### WORK TO BE COMPLETED
Find the number of lines below in which the word "white" appears, and write that number only.

************

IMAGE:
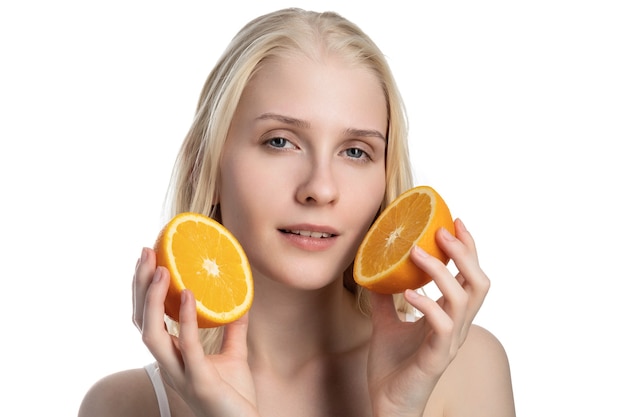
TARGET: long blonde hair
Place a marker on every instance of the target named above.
(195, 179)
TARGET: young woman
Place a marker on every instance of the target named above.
(299, 141)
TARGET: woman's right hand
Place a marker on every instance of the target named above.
(219, 384)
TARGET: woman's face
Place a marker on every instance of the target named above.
(303, 168)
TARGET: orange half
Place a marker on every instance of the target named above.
(204, 257)
(382, 262)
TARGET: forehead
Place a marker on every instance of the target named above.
(321, 88)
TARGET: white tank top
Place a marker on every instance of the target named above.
(159, 389)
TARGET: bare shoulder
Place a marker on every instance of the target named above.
(478, 381)
(125, 393)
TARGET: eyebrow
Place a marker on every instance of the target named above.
(304, 124)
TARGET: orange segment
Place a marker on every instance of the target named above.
(382, 262)
(204, 257)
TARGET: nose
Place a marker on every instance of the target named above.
(319, 185)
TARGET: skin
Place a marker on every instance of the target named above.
(305, 152)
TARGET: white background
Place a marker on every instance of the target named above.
(518, 118)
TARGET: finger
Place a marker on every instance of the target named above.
(189, 338)
(454, 298)
(440, 322)
(154, 335)
(462, 250)
(235, 338)
(144, 271)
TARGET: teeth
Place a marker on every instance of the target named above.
(308, 233)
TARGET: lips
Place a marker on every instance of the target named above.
(308, 233)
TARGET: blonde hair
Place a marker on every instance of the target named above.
(195, 179)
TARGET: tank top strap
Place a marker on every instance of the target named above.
(159, 389)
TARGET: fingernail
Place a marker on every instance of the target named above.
(447, 235)
(420, 252)
(461, 225)
(157, 275)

************

### ANSWER TO THIS TASK
2